• **What is being asked**
Reproduce every one of the entries below word for word, keeping each line as it appears.

### Listed records

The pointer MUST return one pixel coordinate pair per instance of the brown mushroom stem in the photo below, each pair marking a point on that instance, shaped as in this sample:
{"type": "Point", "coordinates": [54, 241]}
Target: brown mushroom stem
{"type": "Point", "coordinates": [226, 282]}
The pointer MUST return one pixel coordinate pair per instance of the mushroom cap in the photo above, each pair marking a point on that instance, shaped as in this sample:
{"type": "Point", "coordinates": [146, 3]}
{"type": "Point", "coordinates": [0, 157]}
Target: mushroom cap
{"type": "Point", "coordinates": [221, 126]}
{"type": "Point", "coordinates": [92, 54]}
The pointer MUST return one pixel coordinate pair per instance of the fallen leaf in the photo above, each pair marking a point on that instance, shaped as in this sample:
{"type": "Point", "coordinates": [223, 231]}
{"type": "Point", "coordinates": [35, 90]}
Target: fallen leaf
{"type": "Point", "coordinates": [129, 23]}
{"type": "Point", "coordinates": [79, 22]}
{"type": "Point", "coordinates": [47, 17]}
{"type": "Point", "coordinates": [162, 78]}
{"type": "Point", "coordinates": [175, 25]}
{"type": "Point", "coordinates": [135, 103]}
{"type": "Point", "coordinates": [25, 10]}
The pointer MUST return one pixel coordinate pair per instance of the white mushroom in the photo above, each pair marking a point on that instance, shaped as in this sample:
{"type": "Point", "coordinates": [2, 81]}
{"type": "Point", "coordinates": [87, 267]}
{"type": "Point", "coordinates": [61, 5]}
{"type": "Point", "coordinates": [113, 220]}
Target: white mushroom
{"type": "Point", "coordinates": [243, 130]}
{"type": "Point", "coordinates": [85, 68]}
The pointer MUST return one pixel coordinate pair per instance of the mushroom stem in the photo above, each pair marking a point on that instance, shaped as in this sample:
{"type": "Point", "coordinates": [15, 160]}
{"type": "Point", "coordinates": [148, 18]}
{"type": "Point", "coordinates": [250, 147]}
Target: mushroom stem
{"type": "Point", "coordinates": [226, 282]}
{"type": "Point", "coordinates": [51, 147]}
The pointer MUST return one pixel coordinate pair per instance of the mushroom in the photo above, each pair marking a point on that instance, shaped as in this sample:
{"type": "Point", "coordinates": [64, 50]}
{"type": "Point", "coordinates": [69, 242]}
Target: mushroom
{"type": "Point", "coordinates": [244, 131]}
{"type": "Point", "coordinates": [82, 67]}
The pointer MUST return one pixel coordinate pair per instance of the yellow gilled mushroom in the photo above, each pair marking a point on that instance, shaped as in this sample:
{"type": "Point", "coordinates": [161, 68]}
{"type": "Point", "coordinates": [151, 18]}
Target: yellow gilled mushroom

######

• **Final answer**
The pointer MUST return one pixel coordinate pair per instance of the brown mushroom stem in the photo below, each pair marking a point on that instance, shaped as in this sample:
{"type": "Point", "coordinates": [54, 241]}
Target: brown mushroom stem
{"type": "Point", "coordinates": [226, 282]}
The pointer MUST return one pixel coordinate pair per instance of the mushroom cap in the photo above, each pair marking a point on that instance, shaped as in this sample:
{"type": "Point", "coordinates": [146, 3]}
{"type": "Point", "coordinates": [0, 157]}
Target: mushroom cap
{"type": "Point", "coordinates": [221, 126]}
{"type": "Point", "coordinates": [92, 54]}
The pointer MUST return one pixel coordinate pair per instance of the fallen leaf in the photo above, each pair marking a point on that instance, shaped as in this sample:
{"type": "Point", "coordinates": [223, 231]}
{"type": "Point", "coordinates": [35, 90]}
Target: fallen leaf
{"type": "Point", "coordinates": [129, 23]}
{"type": "Point", "coordinates": [79, 22]}
{"type": "Point", "coordinates": [47, 17]}
{"type": "Point", "coordinates": [162, 78]}
{"type": "Point", "coordinates": [175, 25]}
{"type": "Point", "coordinates": [135, 103]}
{"type": "Point", "coordinates": [25, 10]}
The pointer MUST return one pixel coordinate pair per instance of the white mushroom in the photo above, each pair marking a point on that instance, shaped as in this sample:
{"type": "Point", "coordinates": [2, 81]}
{"type": "Point", "coordinates": [87, 267]}
{"type": "Point", "coordinates": [61, 5]}
{"type": "Point", "coordinates": [113, 220]}
Target: white mushroom
{"type": "Point", "coordinates": [243, 130]}
{"type": "Point", "coordinates": [85, 68]}
The pointer MUST return one pixel coordinate pair per instance of the mushroom stem in the photo above, each pair marking a point on that instance, shaped as in this sample:
{"type": "Point", "coordinates": [15, 160]}
{"type": "Point", "coordinates": [148, 18]}
{"type": "Point", "coordinates": [250, 147]}
Target: mushroom stem
{"type": "Point", "coordinates": [226, 282]}
{"type": "Point", "coordinates": [51, 147]}
The pointer MUST return one pixel coordinate pair per instance of the mushroom in the photo above, each pair marking a point on that instance, shaped as in this sample:
{"type": "Point", "coordinates": [64, 50]}
{"type": "Point", "coordinates": [69, 242]}
Target: mushroom
{"type": "Point", "coordinates": [244, 131]}
{"type": "Point", "coordinates": [82, 67]}
The pointer MUST return one pixel coordinate pair per instance of the yellow gilled mushroom in the photo above, each pair marking a point on that instance, shaped as in this sample:
{"type": "Point", "coordinates": [161, 68]}
{"type": "Point", "coordinates": [151, 18]}
Target: yellow gilled mushroom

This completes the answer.